[Passage shown]
# Game 23: Heat @ Mavs (12/20 9:30PM)



## Wade2Bosh (Mar 31, 2004)

*Thursday, December 20, 2012 | 9:30 pm | TV: TNT*








*@*









*Probable Starting Lineups*

    

    ​


----------



## Jace (Sep 26, 2005)

Dirk had his first full-contact practice today, but won't play.

Wonder if we'll see a cross-match to start out, with Marion having defended LeBron so well in the past, and Jones being too small. Pretty sure Yoko Ono could defend UD, so I don't think Jones on him would be Armageddon for them. 

We need to keep Mayo from going HAM sandwich.

Hopefully Bosh can refocus and have a good game in his home city. Not sure Kaman can guard him facing up.


----------



## Wade2Bosh (Mar 31, 2004)

Dont think Brand's been ruled out yet, but he did sit practice out.

Mayo has always put up big numbers against us. Definitely gotta watch out for him.


----------



## Jace (Sep 26, 2005)

Just noticed we're only 4-4 on the road, making us the only non-above-.500 team on the road in the top 5 of either conference (so, top 10, overall). We need to fix that up.


----------



## Wade2Bosh (Mar 31, 2004)

Yeah, 3 Straight up road blowouts in NYK, LAC, and Memphis, and an embarrassing loss in Washington.


----------



## Smithian (Apr 3, 2006)

That is an old ass lineup the Mavs are fielding.


----------



## Wade2Bosh (Mar 31, 2004)

They just got younger as Derek Fisher is out with a right patellar tendon strain. Darren Collison will now start.


----------



## Wade2Bosh (Mar 31, 2004)

Brandan Wright and Elton Brand are both game time decisions.


----------



## Wade2Bosh (Mar 31, 2004)

Elton Brand and Brandan Wright both out tonight for the Mavs.


----------



## Jace (Sep 26, 2005)

I think Reggie Miller mispronounces every name on purpose. He sees "Barea," pronounces "Barera." He sees "De Colo," pronounces "De Cola." Many other examples.


----------



## Ben (Nov 7, 2006)

It's 2.47am and I have no idea why I'm awake. Might as well catch my first game of the year, if I can stay awake.


----------



## Wade2Bosh (Mar 31, 2004)

Ben said:


> It's 2.47am and I have no idea why I'm awake. Might as well catch my first game of the year, if I can stay awake.


Yeah man, it'd been a while since you've been in these game threads.


----------



## Wade County (Jun 22, 2003)

UDDD with a jumper!


----------



## Wade County (Jun 22, 2003)

****ing Wario


----------



## Wade County (Jun 22, 2003)

[Given task 1] Put the part of the listing that opens with the line containing "Expected content: black mountaineering" and closes with the line containing "944 251 1026 291" into a Markdown table with the columns Number and Record line, leaving out blank lines.
The game thread and the listing that comes next have nothing to do with each other.

(Items taken from a labeling collection)
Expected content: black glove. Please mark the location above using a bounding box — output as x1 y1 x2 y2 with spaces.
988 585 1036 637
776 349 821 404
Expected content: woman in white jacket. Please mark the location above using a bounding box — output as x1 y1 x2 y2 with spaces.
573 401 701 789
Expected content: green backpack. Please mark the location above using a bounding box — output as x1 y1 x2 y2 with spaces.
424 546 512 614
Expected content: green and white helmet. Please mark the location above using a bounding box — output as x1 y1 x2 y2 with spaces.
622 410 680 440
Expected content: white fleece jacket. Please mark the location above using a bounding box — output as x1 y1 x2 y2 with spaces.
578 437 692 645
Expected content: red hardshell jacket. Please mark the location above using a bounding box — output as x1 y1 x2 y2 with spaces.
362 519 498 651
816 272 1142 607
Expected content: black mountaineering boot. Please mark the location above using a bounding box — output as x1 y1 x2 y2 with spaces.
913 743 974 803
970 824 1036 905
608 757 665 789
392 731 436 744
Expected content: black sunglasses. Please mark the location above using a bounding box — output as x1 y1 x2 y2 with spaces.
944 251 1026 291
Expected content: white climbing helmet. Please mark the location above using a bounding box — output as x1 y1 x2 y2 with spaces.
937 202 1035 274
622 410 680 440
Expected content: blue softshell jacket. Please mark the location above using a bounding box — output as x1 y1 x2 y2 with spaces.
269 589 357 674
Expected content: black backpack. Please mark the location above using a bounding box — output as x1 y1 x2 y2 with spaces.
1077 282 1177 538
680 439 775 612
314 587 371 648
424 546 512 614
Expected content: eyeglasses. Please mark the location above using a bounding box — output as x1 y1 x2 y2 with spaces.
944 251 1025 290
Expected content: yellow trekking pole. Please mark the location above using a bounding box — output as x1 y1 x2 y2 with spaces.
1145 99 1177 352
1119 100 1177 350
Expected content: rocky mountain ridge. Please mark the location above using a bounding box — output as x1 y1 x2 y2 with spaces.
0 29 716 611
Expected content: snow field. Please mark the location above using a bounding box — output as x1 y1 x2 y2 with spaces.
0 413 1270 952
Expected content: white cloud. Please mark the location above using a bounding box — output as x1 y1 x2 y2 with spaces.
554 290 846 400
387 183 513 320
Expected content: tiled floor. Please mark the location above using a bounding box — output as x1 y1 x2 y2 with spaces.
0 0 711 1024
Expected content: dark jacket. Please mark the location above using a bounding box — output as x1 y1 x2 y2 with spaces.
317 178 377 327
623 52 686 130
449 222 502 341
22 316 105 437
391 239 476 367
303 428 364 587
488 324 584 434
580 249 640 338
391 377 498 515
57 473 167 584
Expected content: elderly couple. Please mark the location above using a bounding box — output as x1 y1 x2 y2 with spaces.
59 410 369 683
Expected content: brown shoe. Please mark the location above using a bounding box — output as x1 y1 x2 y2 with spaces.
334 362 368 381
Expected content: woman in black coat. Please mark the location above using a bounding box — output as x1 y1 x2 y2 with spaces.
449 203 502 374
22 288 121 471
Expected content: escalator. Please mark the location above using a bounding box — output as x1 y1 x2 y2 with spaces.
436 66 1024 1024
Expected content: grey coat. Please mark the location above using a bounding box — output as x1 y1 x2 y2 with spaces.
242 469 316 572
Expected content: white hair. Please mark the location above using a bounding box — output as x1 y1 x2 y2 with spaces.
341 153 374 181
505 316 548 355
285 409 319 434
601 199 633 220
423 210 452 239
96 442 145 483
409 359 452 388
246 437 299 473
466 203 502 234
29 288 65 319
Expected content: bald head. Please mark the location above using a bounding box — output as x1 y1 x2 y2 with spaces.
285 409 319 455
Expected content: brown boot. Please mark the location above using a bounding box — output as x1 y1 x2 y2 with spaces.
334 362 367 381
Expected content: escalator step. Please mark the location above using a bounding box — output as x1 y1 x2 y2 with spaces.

[Given task 2] Summarize the game thread above in two sentences.

[Task output 1]
| Number | Record line |
|---|---|
| 1 | Expected content: black mountaineering boot. Please mark the location above using a bounding box — output as x1 y1 x2 y2 with spaces. |
| 2 | 913 743 974 803 |
| 3 | 970 824 1036 905 |
| 4 | 608 757 665 789 |
| 5 | 392 731 436 744 |
| 6 | Expected content: black sunglasses. Please mark the location above using a bounding box — output as x1 y1 x2 y2 with spaces. |
| 7 | 944 251 1026 291 |

[Task output 2] The thread covers the Heat at Mavs game on Thursday, December 20, 2012, at 9:30 pm on TNT, and posters discuss matchups, Mayo's history of big numbers against Miami, and the Heat's 4-4 road record. Dirk won't play despite a full-contact practice, Derek Fisher is out so Darren Collison will start, and Elton Brand and Brandan Wright are also out for the Mavs.